─── Data for processing ───

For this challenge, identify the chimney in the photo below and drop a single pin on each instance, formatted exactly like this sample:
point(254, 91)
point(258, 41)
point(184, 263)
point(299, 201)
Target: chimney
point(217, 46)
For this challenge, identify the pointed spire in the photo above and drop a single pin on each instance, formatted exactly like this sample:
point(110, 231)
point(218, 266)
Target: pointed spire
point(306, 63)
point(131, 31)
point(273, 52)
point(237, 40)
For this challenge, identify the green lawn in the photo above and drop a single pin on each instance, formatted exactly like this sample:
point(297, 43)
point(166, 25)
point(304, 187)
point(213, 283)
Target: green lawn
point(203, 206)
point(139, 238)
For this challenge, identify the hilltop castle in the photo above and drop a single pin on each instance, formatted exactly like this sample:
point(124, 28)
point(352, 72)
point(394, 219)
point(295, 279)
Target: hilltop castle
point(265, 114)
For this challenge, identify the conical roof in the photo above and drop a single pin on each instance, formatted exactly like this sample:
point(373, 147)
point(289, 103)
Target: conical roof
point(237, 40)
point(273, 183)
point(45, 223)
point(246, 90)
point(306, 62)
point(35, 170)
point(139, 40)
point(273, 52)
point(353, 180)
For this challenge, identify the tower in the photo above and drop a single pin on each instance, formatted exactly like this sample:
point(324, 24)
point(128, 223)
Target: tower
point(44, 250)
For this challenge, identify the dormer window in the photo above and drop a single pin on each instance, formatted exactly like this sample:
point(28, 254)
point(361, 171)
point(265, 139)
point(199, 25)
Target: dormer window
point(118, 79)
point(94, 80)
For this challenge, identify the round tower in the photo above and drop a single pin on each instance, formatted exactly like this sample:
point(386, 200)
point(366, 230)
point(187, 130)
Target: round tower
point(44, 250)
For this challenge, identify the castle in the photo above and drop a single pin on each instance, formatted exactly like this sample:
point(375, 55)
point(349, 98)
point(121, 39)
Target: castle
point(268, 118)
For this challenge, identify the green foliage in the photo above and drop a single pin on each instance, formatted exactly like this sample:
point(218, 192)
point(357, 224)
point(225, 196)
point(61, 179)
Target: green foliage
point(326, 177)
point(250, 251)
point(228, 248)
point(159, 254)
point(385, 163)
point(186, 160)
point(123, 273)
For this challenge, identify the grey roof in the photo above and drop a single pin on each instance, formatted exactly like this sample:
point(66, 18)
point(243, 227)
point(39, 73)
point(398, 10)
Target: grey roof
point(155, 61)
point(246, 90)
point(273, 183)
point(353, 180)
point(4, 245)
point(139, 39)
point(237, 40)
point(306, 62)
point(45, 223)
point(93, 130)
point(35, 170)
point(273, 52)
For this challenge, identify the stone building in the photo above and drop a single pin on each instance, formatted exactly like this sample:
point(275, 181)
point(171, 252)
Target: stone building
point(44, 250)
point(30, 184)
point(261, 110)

───
─── Data for processing ───

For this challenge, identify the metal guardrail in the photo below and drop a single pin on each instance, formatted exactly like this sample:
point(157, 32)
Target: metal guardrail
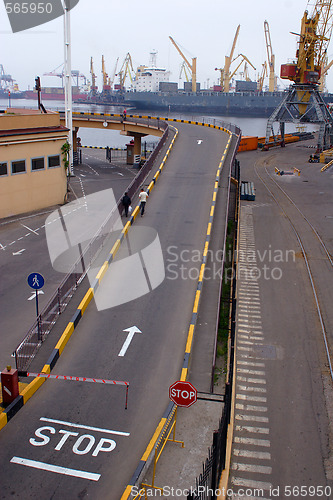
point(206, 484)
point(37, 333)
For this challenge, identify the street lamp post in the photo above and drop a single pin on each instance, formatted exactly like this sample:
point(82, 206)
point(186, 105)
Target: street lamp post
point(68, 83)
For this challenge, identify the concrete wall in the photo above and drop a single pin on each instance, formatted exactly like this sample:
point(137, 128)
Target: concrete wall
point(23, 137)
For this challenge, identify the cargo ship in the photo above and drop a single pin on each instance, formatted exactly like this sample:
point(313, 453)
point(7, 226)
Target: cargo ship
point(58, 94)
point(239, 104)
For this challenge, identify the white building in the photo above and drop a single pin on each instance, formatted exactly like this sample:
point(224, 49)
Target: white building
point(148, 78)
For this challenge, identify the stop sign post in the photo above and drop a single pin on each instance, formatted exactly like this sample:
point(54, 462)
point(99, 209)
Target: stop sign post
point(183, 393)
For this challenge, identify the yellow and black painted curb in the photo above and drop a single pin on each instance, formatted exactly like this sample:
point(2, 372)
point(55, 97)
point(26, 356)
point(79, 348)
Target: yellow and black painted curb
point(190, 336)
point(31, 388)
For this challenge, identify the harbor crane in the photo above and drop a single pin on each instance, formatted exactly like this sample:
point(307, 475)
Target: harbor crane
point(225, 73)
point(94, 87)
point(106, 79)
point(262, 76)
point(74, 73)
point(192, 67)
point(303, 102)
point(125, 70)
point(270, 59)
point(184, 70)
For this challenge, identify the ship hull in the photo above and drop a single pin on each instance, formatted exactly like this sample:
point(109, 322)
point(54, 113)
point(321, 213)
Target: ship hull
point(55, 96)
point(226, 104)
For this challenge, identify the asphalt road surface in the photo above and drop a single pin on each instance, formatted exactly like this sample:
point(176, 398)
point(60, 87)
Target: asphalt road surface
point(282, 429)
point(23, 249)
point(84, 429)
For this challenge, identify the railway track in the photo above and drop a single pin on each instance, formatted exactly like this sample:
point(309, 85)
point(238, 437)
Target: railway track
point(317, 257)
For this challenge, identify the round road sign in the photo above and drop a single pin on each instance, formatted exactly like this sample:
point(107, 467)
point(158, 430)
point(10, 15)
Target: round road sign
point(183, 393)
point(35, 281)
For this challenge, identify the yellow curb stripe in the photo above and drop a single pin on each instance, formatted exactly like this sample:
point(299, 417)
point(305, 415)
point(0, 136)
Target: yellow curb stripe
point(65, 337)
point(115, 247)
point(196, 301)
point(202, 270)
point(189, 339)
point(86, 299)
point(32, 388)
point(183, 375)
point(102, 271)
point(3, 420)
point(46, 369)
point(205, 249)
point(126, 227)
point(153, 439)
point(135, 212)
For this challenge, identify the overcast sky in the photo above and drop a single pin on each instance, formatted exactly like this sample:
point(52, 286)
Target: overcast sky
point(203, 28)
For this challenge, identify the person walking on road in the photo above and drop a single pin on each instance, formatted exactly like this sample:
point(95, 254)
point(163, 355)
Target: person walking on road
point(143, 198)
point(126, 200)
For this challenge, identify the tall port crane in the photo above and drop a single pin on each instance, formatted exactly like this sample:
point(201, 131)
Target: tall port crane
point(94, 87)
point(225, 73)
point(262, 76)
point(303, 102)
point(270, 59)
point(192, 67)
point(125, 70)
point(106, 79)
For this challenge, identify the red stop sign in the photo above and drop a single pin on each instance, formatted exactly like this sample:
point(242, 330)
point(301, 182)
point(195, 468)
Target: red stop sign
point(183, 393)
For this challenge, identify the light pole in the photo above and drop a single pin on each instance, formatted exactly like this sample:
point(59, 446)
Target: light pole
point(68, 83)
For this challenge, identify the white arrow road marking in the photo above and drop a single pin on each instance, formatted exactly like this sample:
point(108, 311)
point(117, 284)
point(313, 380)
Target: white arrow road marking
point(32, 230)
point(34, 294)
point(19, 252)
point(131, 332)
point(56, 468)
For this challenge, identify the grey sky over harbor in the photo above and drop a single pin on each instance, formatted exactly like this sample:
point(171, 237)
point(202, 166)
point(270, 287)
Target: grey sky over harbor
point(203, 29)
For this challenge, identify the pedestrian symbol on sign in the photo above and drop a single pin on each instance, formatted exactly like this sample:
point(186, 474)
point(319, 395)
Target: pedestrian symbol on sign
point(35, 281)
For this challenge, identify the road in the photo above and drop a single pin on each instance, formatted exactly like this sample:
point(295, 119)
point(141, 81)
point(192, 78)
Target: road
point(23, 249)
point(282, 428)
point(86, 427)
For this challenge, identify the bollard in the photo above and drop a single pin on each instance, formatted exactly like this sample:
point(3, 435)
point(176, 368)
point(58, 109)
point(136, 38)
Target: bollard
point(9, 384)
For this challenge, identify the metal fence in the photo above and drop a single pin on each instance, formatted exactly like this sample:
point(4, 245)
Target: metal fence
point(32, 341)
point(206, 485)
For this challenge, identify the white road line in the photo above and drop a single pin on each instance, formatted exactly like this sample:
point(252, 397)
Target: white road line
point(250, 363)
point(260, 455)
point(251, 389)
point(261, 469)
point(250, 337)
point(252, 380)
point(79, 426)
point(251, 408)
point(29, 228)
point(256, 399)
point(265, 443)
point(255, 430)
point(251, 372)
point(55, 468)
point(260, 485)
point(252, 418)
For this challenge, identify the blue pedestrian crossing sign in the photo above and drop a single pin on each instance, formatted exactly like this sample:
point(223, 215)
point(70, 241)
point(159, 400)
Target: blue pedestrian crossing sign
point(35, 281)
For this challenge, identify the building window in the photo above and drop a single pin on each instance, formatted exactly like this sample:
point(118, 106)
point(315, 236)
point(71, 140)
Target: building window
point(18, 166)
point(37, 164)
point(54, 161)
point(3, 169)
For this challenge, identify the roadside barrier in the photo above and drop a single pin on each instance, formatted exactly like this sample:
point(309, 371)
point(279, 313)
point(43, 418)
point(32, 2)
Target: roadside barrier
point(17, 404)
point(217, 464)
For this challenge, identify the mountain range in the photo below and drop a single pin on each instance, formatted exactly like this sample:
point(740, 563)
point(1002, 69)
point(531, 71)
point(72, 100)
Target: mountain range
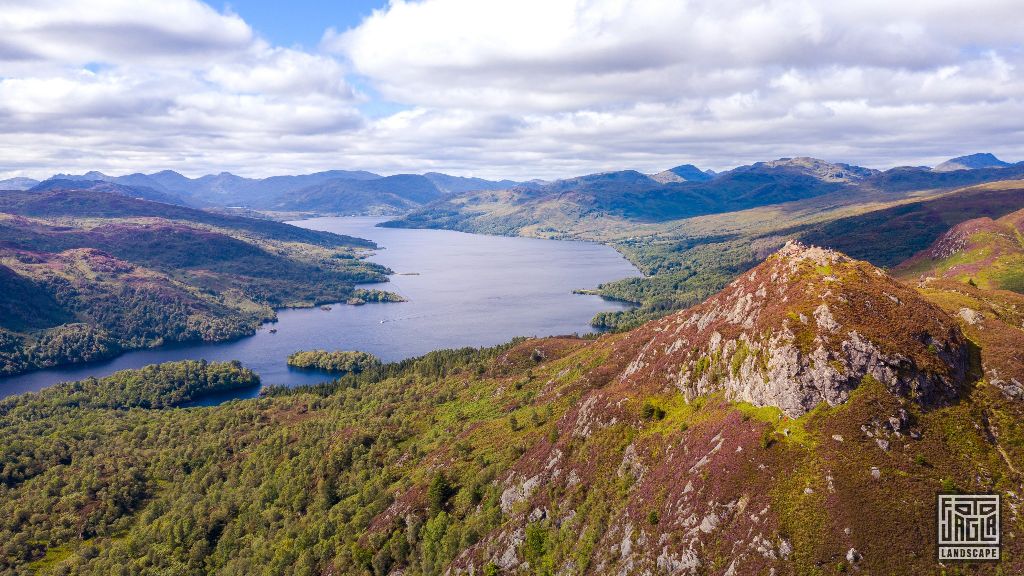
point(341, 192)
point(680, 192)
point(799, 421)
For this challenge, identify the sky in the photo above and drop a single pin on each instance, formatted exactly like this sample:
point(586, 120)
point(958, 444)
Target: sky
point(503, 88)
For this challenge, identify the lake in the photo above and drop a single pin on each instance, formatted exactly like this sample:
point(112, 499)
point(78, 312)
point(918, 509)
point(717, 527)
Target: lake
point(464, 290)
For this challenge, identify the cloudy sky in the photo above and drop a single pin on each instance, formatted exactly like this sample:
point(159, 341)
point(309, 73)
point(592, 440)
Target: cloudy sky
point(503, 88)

───

◆ What you have to do
Keep both end lines and retype everything in the records above from the line containing "point(10, 15)" through the line containing "point(0, 136)", exactly, with nothing else.

◆ Completed exercise
point(10, 15)
Target: round road sign
point(183, 393)
point(35, 281)
For this challenge, identify the yellow curb stripe in the photo above and drop a single pin on each instance, formatted exactly like this sample:
point(299, 417)
point(305, 415)
point(0, 136)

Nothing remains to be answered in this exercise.